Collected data
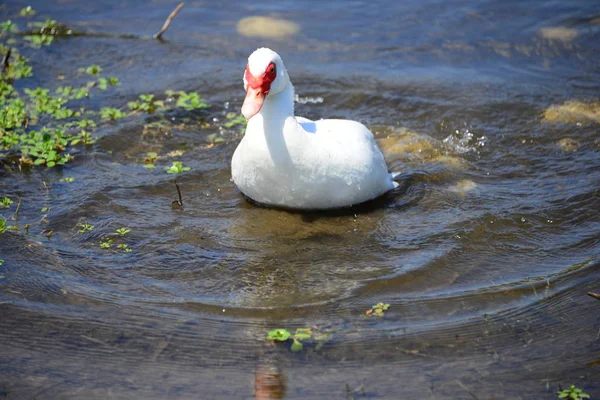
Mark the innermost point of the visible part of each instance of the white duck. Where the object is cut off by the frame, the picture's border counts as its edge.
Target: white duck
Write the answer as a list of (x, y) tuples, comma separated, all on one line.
[(293, 162)]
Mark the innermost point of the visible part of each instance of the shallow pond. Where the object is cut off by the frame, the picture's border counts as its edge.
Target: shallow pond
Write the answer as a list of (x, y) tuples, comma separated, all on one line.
[(485, 252)]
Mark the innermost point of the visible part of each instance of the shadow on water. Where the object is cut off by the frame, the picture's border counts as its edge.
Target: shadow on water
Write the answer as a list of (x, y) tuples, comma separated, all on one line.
[(484, 252)]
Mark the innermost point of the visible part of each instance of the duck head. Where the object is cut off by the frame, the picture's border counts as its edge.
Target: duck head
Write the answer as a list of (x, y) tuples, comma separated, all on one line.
[(265, 75)]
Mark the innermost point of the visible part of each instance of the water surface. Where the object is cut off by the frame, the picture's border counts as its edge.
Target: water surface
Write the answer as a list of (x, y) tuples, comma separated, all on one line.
[(485, 252)]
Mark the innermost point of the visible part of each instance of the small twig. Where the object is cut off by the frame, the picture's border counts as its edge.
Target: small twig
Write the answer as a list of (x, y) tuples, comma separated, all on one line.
[(158, 35), (5, 60), (178, 203), (16, 214)]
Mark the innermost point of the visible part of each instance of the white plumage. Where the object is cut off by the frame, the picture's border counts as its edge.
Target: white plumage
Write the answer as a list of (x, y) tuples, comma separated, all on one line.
[(293, 162)]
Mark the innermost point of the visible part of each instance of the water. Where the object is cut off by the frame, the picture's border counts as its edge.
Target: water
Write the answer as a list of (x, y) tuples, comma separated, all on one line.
[(485, 252)]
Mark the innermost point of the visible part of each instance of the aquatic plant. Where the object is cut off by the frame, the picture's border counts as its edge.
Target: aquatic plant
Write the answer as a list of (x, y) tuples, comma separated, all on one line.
[(111, 114), (106, 243), (124, 247), (283, 335), (378, 309), (150, 159), (24, 111), (572, 393), (5, 202), (84, 227), (123, 231)]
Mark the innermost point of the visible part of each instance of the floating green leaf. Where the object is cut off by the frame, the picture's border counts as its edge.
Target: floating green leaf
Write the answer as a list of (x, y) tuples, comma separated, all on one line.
[(280, 335), (176, 168), (123, 231), (378, 309), (5, 202), (84, 227), (27, 11), (296, 346), (572, 393)]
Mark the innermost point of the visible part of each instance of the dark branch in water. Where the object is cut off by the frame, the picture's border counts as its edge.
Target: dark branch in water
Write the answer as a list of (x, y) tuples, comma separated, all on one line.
[(5, 62), (594, 295), (178, 203), (158, 35), (16, 214)]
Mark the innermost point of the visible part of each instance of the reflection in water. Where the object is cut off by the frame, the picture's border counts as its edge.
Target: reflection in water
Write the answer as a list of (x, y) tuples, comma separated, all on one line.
[(269, 381)]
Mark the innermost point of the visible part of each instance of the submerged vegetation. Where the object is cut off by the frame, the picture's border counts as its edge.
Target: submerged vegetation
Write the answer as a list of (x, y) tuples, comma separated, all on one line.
[(40, 126), (283, 335), (572, 393)]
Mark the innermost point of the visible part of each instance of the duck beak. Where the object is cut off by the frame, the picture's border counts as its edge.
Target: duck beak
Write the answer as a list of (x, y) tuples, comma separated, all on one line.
[(253, 102)]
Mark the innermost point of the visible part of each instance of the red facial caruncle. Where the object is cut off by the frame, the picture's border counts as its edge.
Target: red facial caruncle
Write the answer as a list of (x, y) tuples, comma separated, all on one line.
[(257, 88)]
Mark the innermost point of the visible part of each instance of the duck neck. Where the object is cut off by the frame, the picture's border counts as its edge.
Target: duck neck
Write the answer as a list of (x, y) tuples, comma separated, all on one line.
[(276, 109)]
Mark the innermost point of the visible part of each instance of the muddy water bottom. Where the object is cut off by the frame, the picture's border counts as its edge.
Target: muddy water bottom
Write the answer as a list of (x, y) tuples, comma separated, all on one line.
[(485, 252)]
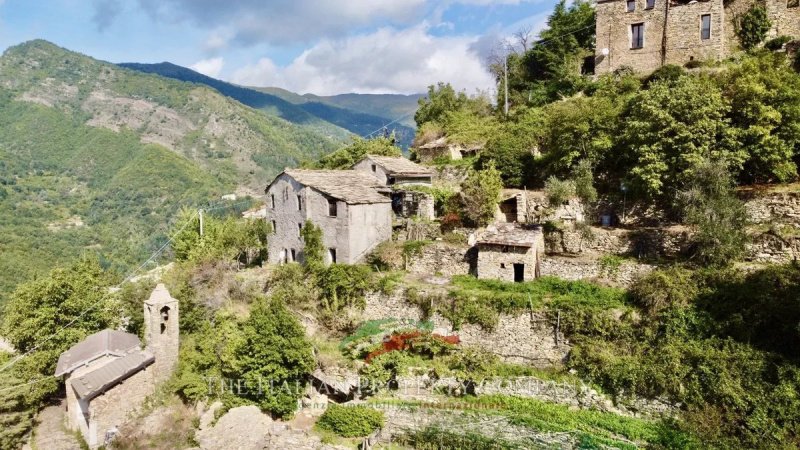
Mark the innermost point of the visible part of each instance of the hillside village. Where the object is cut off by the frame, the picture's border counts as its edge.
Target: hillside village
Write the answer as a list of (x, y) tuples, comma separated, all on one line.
[(611, 263)]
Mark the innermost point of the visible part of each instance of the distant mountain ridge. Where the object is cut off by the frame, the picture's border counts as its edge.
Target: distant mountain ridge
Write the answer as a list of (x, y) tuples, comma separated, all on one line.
[(96, 159), (359, 114)]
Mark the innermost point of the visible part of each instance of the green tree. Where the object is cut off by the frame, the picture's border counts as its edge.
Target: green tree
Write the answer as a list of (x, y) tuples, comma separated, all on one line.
[(709, 204), (346, 157), (49, 315), (274, 358), (765, 111), (672, 128), (480, 193), (753, 27), (16, 416)]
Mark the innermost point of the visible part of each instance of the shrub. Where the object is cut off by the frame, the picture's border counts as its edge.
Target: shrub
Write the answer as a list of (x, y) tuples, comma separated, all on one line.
[(753, 27), (351, 421), (777, 43)]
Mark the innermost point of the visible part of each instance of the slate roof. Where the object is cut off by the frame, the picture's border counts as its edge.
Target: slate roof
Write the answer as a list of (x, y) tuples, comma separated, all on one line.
[(104, 377), (106, 342), (512, 236), (400, 166), (349, 186)]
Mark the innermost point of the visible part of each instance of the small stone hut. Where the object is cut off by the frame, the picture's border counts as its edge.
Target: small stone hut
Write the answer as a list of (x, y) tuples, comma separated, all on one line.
[(510, 253), (108, 375), (346, 204)]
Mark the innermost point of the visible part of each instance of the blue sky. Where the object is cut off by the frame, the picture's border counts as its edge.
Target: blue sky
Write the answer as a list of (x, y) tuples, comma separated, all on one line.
[(323, 47)]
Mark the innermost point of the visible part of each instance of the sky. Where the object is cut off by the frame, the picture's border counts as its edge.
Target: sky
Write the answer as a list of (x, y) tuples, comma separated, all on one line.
[(306, 46)]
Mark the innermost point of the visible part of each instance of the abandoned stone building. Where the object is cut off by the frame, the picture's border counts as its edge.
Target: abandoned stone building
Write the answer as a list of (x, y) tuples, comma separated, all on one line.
[(646, 34), (510, 253), (523, 206), (401, 176), (108, 375), (390, 171), (346, 204), (442, 149)]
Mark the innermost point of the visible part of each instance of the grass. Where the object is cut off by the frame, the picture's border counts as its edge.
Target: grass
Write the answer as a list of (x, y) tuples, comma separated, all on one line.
[(590, 426)]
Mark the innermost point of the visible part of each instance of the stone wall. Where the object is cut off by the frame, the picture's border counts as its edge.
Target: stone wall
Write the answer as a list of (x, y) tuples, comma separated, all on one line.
[(782, 207), (110, 410), (593, 269), (443, 259), (524, 338)]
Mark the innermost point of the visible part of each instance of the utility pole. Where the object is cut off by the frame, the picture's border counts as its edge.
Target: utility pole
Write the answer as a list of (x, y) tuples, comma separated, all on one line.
[(505, 69)]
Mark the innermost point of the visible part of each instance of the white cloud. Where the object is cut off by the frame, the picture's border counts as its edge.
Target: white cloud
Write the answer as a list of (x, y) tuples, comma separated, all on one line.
[(285, 21), (387, 60), (211, 67)]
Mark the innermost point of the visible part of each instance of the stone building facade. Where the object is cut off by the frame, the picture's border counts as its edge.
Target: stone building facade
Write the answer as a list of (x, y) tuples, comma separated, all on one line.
[(646, 34), (346, 204), (108, 375), (509, 253)]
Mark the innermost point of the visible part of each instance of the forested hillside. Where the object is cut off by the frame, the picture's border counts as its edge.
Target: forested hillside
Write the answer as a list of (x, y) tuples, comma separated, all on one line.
[(322, 116), (97, 159)]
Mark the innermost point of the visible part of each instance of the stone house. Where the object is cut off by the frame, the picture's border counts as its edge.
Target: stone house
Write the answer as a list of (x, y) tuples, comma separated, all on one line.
[(523, 206), (442, 149), (345, 204), (646, 34), (401, 175), (108, 375), (510, 253)]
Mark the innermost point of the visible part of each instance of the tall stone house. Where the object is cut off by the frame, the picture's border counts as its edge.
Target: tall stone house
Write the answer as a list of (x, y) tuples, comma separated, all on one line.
[(647, 34), (108, 375), (400, 176), (346, 204)]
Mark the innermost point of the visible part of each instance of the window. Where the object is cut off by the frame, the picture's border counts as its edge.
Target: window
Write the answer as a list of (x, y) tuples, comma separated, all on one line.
[(332, 207), (705, 27), (637, 35)]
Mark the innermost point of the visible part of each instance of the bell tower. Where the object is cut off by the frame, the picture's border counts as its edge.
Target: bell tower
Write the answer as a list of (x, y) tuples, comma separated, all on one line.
[(161, 331)]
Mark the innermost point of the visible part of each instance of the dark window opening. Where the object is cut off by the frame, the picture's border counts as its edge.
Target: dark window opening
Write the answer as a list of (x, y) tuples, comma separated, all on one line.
[(637, 35), (519, 273), (705, 28), (333, 207)]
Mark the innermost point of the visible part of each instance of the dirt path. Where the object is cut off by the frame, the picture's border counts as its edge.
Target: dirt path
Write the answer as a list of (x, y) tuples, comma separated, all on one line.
[(50, 432)]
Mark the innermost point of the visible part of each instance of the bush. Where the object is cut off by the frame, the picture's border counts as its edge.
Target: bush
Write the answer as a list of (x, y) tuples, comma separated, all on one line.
[(777, 43), (753, 27), (351, 421)]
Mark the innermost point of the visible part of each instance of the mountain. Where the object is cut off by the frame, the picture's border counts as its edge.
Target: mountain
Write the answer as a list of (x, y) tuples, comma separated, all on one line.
[(390, 106), (326, 114), (99, 159)]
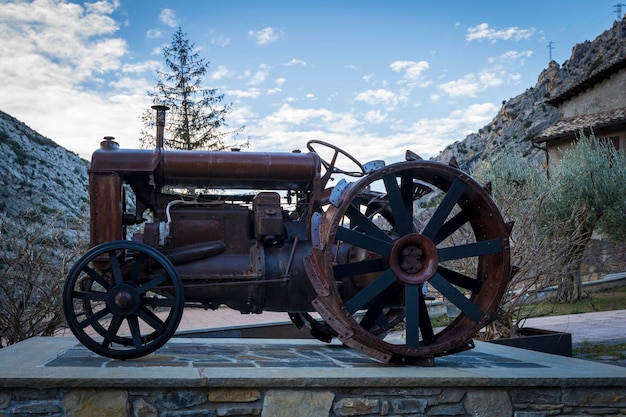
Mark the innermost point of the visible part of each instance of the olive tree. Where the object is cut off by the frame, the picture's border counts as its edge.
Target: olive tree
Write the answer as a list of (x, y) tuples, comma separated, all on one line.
[(589, 195), (538, 246)]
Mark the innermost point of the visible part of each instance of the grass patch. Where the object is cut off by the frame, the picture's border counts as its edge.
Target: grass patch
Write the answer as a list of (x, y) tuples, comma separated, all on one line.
[(600, 351), (611, 299)]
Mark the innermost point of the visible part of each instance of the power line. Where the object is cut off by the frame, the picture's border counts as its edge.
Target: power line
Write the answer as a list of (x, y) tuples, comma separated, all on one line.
[(618, 10), (550, 48)]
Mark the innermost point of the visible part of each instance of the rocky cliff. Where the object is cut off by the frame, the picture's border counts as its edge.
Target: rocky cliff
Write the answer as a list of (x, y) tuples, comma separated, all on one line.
[(39, 180), (38, 176), (522, 117)]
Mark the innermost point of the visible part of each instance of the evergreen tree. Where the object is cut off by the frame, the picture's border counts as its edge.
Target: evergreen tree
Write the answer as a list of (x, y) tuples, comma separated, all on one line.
[(197, 117)]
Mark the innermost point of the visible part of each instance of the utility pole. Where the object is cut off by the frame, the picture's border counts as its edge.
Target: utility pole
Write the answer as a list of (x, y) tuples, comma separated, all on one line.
[(550, 48), (618, 10)]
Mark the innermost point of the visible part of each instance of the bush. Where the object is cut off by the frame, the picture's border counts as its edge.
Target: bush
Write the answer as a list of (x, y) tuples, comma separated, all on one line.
[(34, 259)]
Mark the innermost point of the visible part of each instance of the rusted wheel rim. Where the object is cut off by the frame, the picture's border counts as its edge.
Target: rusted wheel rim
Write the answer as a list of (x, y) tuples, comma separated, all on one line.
[(464, 205)]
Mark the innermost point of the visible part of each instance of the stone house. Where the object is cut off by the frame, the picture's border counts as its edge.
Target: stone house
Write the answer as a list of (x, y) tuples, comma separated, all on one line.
[(596, 103)]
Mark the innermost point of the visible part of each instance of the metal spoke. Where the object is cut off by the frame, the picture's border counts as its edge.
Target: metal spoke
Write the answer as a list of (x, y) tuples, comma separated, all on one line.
[(89, 296), (460, 280), (94, 318), (368, 293), (426, 327), (358, 268), (451, 226), (456, 297), (139, 262), (154, 282), (152, 320), (484, 247), (364, 224), (116, 270), (97, 277), (135, 331), (111, 332), (158, 302), (374, 313), (406, 190), (403, 219), (445, 208), (361, 240), (411, 296)]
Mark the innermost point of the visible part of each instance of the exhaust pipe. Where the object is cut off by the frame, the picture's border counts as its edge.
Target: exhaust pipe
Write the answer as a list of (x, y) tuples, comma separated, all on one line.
[(160, 125)]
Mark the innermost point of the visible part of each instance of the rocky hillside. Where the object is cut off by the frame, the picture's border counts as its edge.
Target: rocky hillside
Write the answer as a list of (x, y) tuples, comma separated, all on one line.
[(39, 180), (40, 177), (523, 117)]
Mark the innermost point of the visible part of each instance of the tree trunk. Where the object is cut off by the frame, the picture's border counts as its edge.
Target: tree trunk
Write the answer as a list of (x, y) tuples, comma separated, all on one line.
[(570, 288)]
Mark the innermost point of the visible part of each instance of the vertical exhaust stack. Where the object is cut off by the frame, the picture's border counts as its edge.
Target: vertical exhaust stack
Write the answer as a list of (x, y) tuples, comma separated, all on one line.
[(160, 142)]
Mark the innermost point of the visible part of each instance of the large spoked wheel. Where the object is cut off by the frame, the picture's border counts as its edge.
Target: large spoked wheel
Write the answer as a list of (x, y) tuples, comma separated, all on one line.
[(123, 299), (422, 223)]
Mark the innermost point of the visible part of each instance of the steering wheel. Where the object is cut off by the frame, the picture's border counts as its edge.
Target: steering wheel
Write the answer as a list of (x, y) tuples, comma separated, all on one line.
[(330, 166)]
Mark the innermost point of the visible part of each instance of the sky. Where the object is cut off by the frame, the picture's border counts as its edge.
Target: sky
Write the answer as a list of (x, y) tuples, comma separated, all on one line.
[(373, 77)]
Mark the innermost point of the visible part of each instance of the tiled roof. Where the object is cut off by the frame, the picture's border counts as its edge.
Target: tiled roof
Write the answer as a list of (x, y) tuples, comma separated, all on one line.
[(573, 125), (588, 82)]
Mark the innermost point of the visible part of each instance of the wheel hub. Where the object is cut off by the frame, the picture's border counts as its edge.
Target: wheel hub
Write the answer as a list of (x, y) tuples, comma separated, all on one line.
[(123, 300), (414, 259)]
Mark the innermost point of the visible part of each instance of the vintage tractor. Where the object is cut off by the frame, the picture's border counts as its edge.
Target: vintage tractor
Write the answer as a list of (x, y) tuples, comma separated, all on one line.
[(269, 234)]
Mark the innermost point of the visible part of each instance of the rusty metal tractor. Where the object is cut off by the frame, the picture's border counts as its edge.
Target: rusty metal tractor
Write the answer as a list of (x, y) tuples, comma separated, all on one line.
[(270, 234)]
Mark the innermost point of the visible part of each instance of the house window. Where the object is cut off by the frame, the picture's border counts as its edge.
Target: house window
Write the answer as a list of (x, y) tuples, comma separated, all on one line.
[(613, 140)]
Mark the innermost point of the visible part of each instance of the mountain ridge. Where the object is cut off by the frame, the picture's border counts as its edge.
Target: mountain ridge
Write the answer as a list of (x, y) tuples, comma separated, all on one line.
[(524, 116), (39, 176)]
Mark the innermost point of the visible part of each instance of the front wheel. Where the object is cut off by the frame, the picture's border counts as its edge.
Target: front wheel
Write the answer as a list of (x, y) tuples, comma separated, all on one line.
[(123, 299)]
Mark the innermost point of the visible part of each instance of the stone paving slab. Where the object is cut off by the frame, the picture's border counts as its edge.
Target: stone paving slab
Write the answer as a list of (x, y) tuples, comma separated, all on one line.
[(57, 362)]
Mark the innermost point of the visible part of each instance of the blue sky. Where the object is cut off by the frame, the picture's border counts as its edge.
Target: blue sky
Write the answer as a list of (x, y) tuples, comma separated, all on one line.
[(373, 77)]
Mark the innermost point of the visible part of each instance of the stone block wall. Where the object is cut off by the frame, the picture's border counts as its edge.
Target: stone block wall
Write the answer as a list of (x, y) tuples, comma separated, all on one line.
[(602, 258), (268, 402)]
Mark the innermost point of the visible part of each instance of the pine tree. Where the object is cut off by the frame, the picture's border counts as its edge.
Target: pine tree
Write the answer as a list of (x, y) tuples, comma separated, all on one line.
[(197, 118)]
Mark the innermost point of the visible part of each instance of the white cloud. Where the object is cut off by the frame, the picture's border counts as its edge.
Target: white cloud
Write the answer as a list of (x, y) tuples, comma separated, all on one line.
[(138, 68), (412, 70), (154, 34), (221, 72), (380, 97), (59, 51), (470, 84), (252, 93), (294, 61), (168, 17), (375, 116), (512, 57), (259, 76), (219, 40), (265, 36), (484, 32)]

Requirement: The required result is the entries above, printed exactly from the first line through the line with "Target: shallow pond", pictures excluded.

Result of this task:
Mark the innermost point of the visible part of each instance of the white duck. Where the object is cut off by the frame, the picture's border counts as its edge.
Target: white duck
Write the answer as a list of (x, y) tuples, comma separated, all on one line.
[(293, 162)]
Mark the innermost point of the visible part of each instance of the shallow pond. Where the object is cut off by the frame, the picture's border counts as its edge.
Target: shallow pond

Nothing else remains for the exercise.